_What to do_.
Here are some entries; quote each one exactly.
■ ■ ■ ■
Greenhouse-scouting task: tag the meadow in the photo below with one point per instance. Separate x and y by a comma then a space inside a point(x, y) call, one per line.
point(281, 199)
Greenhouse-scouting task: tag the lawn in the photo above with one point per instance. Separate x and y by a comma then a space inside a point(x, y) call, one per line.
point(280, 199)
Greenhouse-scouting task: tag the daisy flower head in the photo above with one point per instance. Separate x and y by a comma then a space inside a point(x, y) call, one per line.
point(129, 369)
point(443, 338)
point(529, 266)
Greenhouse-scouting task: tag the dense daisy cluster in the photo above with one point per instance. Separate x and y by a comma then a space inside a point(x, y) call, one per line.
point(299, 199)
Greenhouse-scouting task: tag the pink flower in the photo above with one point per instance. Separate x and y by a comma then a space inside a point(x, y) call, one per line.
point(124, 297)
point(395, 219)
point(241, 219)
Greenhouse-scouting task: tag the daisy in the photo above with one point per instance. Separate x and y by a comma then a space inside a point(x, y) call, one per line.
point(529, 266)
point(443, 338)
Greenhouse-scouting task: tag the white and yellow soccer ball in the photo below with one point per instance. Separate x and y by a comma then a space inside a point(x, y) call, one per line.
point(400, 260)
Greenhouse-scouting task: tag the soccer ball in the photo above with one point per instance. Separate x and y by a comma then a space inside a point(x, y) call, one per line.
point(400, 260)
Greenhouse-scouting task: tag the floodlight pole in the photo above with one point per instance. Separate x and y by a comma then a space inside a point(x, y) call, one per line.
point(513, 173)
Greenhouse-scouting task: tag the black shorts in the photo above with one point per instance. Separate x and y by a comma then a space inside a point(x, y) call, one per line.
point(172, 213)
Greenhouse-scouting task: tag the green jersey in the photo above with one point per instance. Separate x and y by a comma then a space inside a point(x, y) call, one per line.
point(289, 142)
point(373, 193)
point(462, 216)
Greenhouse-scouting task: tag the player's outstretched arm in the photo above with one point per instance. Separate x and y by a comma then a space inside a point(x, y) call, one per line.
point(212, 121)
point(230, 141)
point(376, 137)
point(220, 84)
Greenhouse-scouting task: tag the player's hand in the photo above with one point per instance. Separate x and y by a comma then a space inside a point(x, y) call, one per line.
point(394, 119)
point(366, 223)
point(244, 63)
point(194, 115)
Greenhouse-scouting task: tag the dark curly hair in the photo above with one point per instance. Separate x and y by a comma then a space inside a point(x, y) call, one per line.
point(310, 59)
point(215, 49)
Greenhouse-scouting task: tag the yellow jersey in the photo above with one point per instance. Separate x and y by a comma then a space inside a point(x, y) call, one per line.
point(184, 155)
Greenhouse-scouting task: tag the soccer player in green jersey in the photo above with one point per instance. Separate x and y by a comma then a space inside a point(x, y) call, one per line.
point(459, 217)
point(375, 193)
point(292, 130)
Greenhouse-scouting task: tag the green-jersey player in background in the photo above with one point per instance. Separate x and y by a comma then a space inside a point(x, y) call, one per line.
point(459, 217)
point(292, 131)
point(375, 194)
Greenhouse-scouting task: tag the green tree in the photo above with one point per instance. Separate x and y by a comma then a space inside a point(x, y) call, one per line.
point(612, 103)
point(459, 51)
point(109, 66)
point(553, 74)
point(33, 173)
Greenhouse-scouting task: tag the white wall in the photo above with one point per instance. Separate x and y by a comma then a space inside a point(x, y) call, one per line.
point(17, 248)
■ ■ ■ ■
_Exercise answer_.
Greenhouse-scouting task: tag the meadow in the photo below with one point per instance. Separate x and y by a comma then a space inside a point(x, y) call, one per line.
point(281, 199)
Greenhouse-scouting task: tag the lawn in the photo above with one point per instance. Separate x and y by a comma then a space inside a point(x, y) call, one per line.
point(280, 199)
Greenhouse-scouting task: tag the daisy flower head in the photo above with one point per instance. Separate x and y by a comma then a space inside a point(x, y) call, one per line.
point(129, 369)
point(443, 338)
point(529, 266)
Greenhouse-scouting task: tag the dense daisy cluster in the photo above with one point per instance. Separate x and y by a comma then a space inside a point(x, y) call, one per line.
point(299, 199)
Greenhouse-scouting task: tag the pink flower in the photo above with one point per instance. Separate x and y by a comma then a space inside a point(x, y) call, one per line.
point(124, 297)
point(395, 219)
point(241, 219)
Greenhouse-scouting task: tag the daisy in the photo above with one point per instance. Separate x and y by a comma then a space inside a point(x, y) call, one per line.
point(529, 266)
point(443, 338)
Greenhouse-scouting task: tag the white and yellow soccer ball in the photo below with one point per instance. Separate x and y by a comma then a space inside a point(x, y) call, one per line.
point(400, 260)
Greenhouse-scouting task: tag the soccer ball in the photo above with one point per instance. Separate x and y by a comma then a space inside a point(x, y) call, one per line.
point(400, 260)
Greenhouse-scouting task: tag the floodlight pole in the photo above with one point per instance. Separate x and y by a comma then a space inside a point(x, y) call, one per line.
point(513, 173)
Greenhouse-scouting task: tag the black shorts in the photo above with one point per instance. Separate x and y by a comma then a space inside a point(x, y) call, one per line.
point(172, 213)
Greenhouse-scouting task: tag the green jersey in the photo above with one point per instance. Separate x and y by a comma then a space inside a point(x, y) call, one per line.
point(289, 142)
point(373, 193)
point(462, 216)
Greenhouse-scouting task: tag the player's outstretched arm in the photo above with one point per instance. Separate x and y by a comma then a space inside a point(x, y) call, one per line.
point(212, 121)
point(230, 141)
point(376, 137)
point(220, 84)
Greenhouse-scouting task: tag the player's hand in the photo above with one point per instance. Separate x and y by a comma then a space inside a point(x, y) call, one per line.
point(394, 119)
point(366, 223)
point(244, 63)
point(194, 115)
Greenhouse-scouting task: tag the dark curly hair in the photo above with one point per instance. Separate x and y by a comma then a space inside a point(x, y) call, one per line.
point(310, 59)
point(215, 49)
Greenhouse-scouting task: tag the yellow jersey in the photo above with one point per instance. Separate x and y by a comma then a space inside a point(x, y) call, one per line.
point(184, 155)
Greenhouse-scouting task: tag the soccer player in green jersey in the photo above with one point per instance. Separate x and y by a comma then a space inside a point(x, y) call, one per line.
point(459, 217)
point(375, 193)
point(292, 130)
Greenhouse-scouting task: tag the green-jersey player in background in the photo above with one point per instance. Separate x and y by a comma then a space inside a point(x, y) call, one per line.
point(459, 217)
point(292, 131)
point(375, 194)
Greenhouse-scouting task: tag the green tree in the photo above with one point per instance. Separate x and y by a comma then a space inside a point(x, y) call, one per line.
point(612, 103)
point(459, 51)
point(109, 66)
point(553, 74)
point(33, 173)
Greenhouse-scouting task: tag the white wall in the photo above with one point per instance. Separate x and y by a comma then a space inside a point(x, y) call, one per line.
point(17, 248)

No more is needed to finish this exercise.